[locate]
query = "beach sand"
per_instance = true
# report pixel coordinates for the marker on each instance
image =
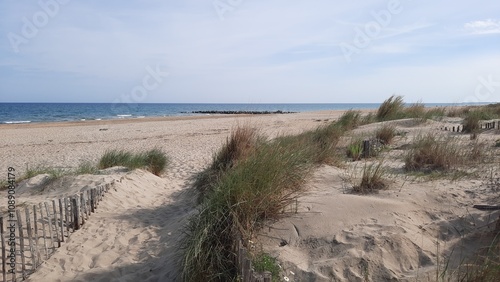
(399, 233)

┄┄┄┄┄┄

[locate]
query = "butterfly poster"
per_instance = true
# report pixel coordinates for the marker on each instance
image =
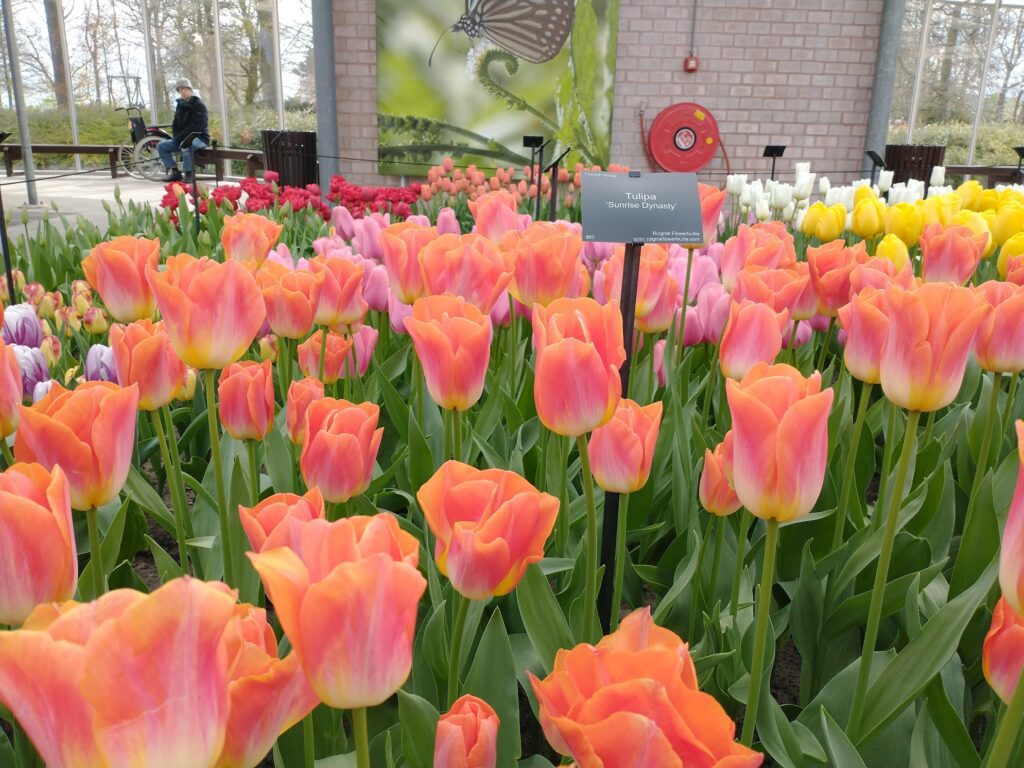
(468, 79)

┄┄┄┄┄┄

- SET EXERCISE
Gather every line above that contains the word "query" and copy each one out in full.

- SOLUTION
query = "beach sand"
query = "butterfly poster"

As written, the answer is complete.